• WORKING DATA
________________________________________

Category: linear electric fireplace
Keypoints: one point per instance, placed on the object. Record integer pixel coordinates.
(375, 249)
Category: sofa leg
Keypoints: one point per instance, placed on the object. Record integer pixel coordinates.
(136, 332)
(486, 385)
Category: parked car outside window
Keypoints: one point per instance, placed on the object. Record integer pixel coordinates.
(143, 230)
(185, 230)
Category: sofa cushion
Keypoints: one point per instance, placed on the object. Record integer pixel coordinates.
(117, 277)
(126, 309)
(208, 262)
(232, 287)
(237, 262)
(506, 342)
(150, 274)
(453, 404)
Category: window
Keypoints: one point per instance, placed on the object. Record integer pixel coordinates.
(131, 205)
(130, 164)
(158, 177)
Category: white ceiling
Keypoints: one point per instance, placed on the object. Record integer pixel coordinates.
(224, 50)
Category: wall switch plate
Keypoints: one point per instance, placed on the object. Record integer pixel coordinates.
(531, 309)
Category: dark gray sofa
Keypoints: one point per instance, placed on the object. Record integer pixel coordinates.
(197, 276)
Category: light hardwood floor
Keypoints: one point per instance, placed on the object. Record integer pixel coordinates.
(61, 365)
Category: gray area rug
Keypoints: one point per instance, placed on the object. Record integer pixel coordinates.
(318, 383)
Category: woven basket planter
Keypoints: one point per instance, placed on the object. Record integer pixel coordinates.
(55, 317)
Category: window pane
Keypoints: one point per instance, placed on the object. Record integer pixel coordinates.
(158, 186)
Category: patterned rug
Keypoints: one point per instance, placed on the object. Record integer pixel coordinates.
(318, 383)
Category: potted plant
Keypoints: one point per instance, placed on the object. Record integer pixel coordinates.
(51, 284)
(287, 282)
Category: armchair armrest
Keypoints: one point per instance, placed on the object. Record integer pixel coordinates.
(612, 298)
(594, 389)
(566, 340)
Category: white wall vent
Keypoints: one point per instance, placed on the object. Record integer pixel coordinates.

________________________________________

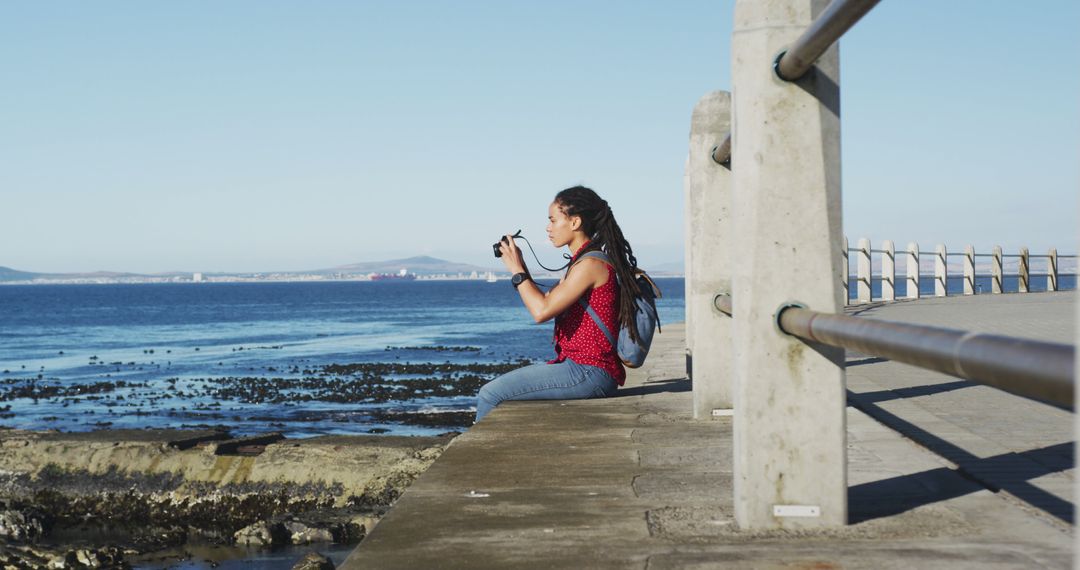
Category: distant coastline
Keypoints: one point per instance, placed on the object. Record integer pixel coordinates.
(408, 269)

________________________________________

• WORK ITEM
The output should be exactly the lines above from the line containing "Category: linear electric fireplace" to the line containing "Category: sofa cushion", inclusive, with no other lines.

• RESPONSE TO THIS TASK
Category: linear electric fireplace
Keypoints: one point per instance, placed on the object. Record integer pixel coordinates.
(375, 249)
Category: sofa leg
Keypoints: one point per instance, placed on the object. Record integer pixel coordinates.
(136, 332)
(486, 385)
Category: parked car outside window
Keypoints: one point per instance, placed on the object. Record integer pixel coordinates.
(143, 230)
(185, 230)
Category: sofa cushion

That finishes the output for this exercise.